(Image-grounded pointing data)
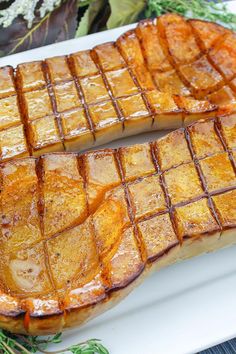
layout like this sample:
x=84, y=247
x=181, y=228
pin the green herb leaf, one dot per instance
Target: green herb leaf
x=208, y=10
x=60, y=24
x=19, y=344
x=124, y=12
x=88, y=17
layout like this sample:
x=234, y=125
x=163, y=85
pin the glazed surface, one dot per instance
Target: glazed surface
x=78, y=229
x=164, y=74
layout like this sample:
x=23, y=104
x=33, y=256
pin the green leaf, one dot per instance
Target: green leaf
x=124, y=12
x=88, y=17
x=56, y=26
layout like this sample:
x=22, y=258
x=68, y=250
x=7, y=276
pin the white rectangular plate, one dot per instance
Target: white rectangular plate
x=181, y=309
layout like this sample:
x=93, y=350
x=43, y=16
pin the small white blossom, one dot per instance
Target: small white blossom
x=26, y=8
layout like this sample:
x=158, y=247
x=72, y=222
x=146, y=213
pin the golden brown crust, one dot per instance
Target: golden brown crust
x=78, y=232
x=166, y=73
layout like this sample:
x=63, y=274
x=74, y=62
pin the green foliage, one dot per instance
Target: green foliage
x=208, y=10
x=124, y=12
x=26, y=9
x=19, y=344
x=90, y=14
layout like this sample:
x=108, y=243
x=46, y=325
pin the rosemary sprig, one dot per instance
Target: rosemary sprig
x=215, y=11
x=19, y=344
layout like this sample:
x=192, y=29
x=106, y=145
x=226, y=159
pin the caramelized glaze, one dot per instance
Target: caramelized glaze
x=166, y=73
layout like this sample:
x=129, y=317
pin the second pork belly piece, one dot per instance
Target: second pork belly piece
x=166, y=73
x=93, y=223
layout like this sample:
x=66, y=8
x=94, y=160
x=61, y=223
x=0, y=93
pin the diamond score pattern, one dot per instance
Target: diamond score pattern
x=58, y=234
x=71, y=102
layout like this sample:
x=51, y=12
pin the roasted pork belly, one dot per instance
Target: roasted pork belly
x=164, y=74
x=80, y=231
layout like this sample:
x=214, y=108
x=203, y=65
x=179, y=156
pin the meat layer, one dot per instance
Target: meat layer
x=78, y=232
x=164, y=74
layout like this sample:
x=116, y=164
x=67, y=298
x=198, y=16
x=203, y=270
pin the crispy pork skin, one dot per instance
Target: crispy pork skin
x=165, y=74
x=80, y=231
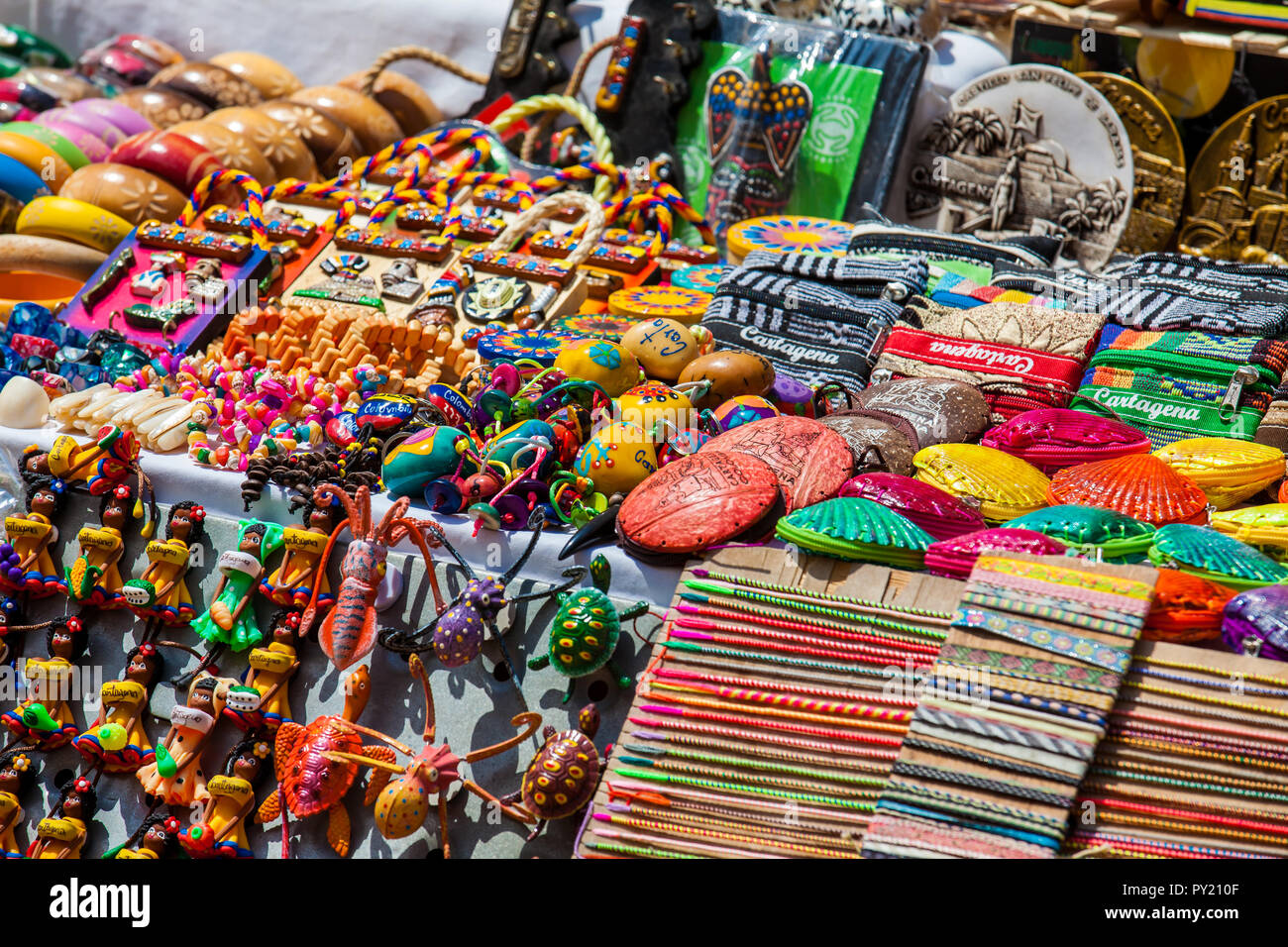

_Task details_.
In this exercise, set down all of the data exactly, without the pictures.

_Solution for this task_.
layout like this sample:
x=84, y=247
x=181, y=228
pin the green herb leaf, one dot per instance
Target: green herb leaf
x=208, y=10
x=60, y=24
x=19, y=344
x=124, y=12
x=88, y=17
layout like this sample:
x=234, y=125
x=163, y=85
pin the glazed surface, one dot per instance
Target: glazed surface
x=78, y=229
x=164, y=74
layout like this sample:
x=23, y=104
x=33, y=256
pin the green leaf, one dot per instance
Target: green leaf
x=124, y=12
x=88, y=17
x=56, y=26
layout like this sample:
x=22, y=258
x=68, y=250
x=7, y=276
pin the white rectangular plate, one dot per instance
Target: white rectangular plate
x=181, y=309
layout like this sample:
x=93, y=350
x=43, y=16
pin the small white blossom, one dot per instance
Target: small white blossom
x=26, y=8
layout like this sample:
x=158, y=247
x=72, y=222
x=146, y=213
pin the golden brown crust, one dot per instance
Target: golden brown crust
x=78, y=232
x=166, y=73
layout like this sample:
x=63, y=274
x=74, y=62
pin the green foliage, one dot per instance
Target: green foliage
x=208, y=10
x=124, y=12
x=26, y=9
x=19, y=344
x=90, y=14
layout like this sample:
x=108, y=243
x=46, y=325
pin the rosemary sprig, one dot per instance
Target: rosemary sprig
x=215, y=11
x=19, y=344
layout like this sample:
x=192, y=29
x=106, y=145
x=226, y=159
pin the caramelized glaze, one dot per instance
Target: caramelized glaze
x=166, y=73
layout like this sample:
x=129, y=317
pin the second pork belly piece, one dot per instance
Target: second pork belly piece
x=166, y=73
x=93, y=223
layout like this sample:
x=66, y=8
x=94, y=160
x=61, y=223
x=0, y=93
pin the diamond score pattern, one dot per instance
Target: diamond score pattern
x=58, y=234
x=71, y=102
layout like this sample:
x=51, y=12
pin the roasted pork belly, one dot per instance
Target: roasted pork belly
x=164, y=74
x=80, y=231
layout like this sample:
x=214, y=108
x=203, y=65
x=179, y=156
pin the meat layer, one dot per instance
Target: meat layer
x=78, y=232
x=164, y=74
layout like this sample:
x=116, y=164
x=67, y=298
x=198, y=16
x=203, y=270
pin the crispy pork skin, one dot per instance
Target: crispy pork skin
x=165, y=74
x=80, y=231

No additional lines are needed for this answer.